Source records
-- Begin --
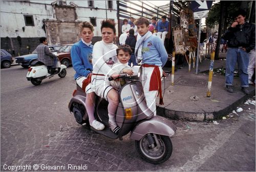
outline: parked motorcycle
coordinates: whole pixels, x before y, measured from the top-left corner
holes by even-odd
[[[131,138],[135,140],[135,146],[140,156],[147,162],[159,164],[167,160],[172,155],[173,146],[170,137],[175,134],[176,126],[169,120],[160,116],[154,116],[148,108],[141,82],[138,76],[125,78],[126,84],[119,91],[120,103],[116,120],[121,128],[118,135],[113,133],[109,126],[108,103],[97,96],[95,117],[105,125],[103,130],[91,127],[85,102],[86,94],[77,84],[73,97],[69,104],[76,121],[86,128],[108,137],[122,140],[122,137],[131,132]],[[112,79],[109,78],[109,80]]]
[[[33,85],[38,85],[41,84],[42,80],[48,77],[50,79],[56,75],[58,75],[60,78],[65,77],[67,74],[65,69],[66,68],[65,65],[60,64],[58,59],[55,67],[50,69],[48,69],[44,63],[36,60],[31,63],[31,67],[28,70],[27,79],[30,81]]]

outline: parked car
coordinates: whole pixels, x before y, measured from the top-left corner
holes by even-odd
[[[1,67],[9,68],[13,62],[12,55],[5,50],[1,49]]]
[[[48,45],[50,51],[52,52],[59,52],[61,46],[58,45]]]
[[[66,44],[60,47],[57,52],[58,58],[60,63],[68,67],[71,64],[70,50],[73,44]],[[54,48],[53,45],[48,46],[49,48]],[[55,46],[55,45],[54,45]],[[63,52],[63,53],[62,53]],[[36,50],[34,50],[32,54],[17,57],[15,58],[16,62],[21,65],[24,68],[28,68],[31,63],[37,60],[37,52]]]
-- End --
■ **Your instructions**:
Rescale the lines starting at the one containing "outline: parked car" and ending at the last of the source records, and give only those lines again, requests included. Multiply every coordinate in the outline answers by 1.35 and round each result to a whole number, with halves rounded up.

■ **Answer below**:
outline: parked car
coordinates: whole pixels, x before y, measured from the top-left corner
holes by even-odd
[[[1,90],[12,92],[18,84],[16,74],[7,68],[1,66]]]
[[[65,61],[68,69],[70,70],[80,70],[82,62],[78,61]]]
[[[89,59],[81,63],[77,70],[78,78],[81,85],[92,90],[96,86],[95,68],[99,59]],[[73,65],[72,61],[65,62],[66,65]],[[74,62],[74,61],[73,61]],[[85,70],[85,72],[84,72]],[[49,68],[46,68],[43,73],[23,77],[20,78],[22,84],[28,88],[32,92],[38,92],[42,85],[50,81],[50,70]]]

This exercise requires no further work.